Aim of the exercise: Select every line in the material below that contains the word "bush", and copy each one out in full.

Records to use:
☆ ☆ ☆ ☆ ☆
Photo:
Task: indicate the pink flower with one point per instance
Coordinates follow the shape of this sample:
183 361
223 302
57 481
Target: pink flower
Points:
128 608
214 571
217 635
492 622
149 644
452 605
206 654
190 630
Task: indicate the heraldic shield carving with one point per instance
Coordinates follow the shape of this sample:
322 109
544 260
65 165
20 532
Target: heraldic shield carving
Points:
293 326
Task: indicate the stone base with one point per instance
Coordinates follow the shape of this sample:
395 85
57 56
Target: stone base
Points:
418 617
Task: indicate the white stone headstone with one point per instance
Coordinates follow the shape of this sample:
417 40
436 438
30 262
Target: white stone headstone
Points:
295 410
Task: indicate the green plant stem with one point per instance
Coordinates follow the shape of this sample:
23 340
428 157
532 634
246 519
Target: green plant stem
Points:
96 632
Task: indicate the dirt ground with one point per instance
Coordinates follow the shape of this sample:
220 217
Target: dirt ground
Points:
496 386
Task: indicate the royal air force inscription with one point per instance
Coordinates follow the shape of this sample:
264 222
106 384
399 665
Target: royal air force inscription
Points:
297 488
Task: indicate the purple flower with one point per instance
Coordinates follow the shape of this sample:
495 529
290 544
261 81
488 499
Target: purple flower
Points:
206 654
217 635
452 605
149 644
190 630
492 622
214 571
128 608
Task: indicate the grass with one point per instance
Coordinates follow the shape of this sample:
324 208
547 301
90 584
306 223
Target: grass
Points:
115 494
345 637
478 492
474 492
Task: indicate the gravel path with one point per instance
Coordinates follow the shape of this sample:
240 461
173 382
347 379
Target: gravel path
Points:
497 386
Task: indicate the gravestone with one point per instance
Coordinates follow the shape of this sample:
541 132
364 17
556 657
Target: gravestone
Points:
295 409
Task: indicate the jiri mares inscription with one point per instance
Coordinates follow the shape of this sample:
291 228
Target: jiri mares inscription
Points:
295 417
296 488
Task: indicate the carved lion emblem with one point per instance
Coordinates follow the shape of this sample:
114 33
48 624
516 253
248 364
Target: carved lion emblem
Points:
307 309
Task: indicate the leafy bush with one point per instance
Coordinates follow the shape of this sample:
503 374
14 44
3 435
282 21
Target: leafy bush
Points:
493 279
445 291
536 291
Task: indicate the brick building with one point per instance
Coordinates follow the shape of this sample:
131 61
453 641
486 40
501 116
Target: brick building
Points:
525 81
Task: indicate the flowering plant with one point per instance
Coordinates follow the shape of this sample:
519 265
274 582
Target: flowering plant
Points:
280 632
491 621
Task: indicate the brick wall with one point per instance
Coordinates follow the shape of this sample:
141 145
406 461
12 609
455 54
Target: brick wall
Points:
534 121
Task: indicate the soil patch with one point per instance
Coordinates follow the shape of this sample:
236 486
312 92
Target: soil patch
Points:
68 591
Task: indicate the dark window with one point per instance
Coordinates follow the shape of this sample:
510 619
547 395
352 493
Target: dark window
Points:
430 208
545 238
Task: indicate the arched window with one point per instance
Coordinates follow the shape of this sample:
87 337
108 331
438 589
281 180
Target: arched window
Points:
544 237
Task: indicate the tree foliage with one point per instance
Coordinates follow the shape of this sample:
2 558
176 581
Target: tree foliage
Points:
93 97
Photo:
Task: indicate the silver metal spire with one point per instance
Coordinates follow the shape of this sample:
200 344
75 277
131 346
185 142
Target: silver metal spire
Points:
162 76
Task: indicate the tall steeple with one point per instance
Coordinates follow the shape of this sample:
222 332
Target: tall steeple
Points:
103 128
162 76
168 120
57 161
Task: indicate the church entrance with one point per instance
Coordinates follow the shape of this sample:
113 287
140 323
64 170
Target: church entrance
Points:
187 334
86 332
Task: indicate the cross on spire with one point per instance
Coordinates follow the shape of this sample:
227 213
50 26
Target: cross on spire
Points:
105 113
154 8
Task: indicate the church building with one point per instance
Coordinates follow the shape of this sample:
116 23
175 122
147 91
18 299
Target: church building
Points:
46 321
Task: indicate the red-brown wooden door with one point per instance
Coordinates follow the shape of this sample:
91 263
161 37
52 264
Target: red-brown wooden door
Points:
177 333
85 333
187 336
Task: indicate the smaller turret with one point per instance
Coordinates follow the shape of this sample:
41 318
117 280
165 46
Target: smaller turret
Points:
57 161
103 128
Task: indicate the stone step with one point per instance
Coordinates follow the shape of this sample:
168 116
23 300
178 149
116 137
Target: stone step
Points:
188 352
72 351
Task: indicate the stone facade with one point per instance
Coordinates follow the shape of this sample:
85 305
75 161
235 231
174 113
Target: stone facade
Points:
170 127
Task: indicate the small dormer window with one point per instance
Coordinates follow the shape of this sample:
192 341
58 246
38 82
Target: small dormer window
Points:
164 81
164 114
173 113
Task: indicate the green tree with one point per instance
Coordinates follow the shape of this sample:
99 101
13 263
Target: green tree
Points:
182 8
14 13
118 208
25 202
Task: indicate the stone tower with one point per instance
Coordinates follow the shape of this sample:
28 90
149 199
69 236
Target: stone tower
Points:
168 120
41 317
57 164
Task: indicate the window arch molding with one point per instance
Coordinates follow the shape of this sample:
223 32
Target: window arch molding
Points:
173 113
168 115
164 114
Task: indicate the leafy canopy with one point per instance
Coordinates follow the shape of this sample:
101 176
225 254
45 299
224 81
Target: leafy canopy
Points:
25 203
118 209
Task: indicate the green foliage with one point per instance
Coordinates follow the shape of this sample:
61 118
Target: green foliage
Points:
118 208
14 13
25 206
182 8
☆ ☆ ☆ ☆ ☆
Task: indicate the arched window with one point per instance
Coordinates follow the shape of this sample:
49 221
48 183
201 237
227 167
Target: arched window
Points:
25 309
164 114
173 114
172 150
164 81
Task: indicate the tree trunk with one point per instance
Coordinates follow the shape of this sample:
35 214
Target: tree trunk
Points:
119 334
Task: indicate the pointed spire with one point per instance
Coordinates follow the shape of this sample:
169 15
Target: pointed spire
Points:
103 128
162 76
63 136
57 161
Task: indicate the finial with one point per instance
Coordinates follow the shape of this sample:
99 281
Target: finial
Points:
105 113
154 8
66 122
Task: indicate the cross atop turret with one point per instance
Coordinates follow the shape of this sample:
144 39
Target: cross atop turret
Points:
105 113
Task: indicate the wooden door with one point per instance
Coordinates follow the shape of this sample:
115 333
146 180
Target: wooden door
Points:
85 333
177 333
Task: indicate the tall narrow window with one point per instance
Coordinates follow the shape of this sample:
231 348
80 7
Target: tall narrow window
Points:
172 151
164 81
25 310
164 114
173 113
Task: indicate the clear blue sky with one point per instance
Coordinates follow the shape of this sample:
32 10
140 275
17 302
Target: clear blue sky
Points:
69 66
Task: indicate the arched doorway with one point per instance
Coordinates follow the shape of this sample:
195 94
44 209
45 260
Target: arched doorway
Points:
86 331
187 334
☆ ☆ ☆ ☆ ☆
Task result:
Task: indicate the leafy bush with one point per instance
Target: leafy bush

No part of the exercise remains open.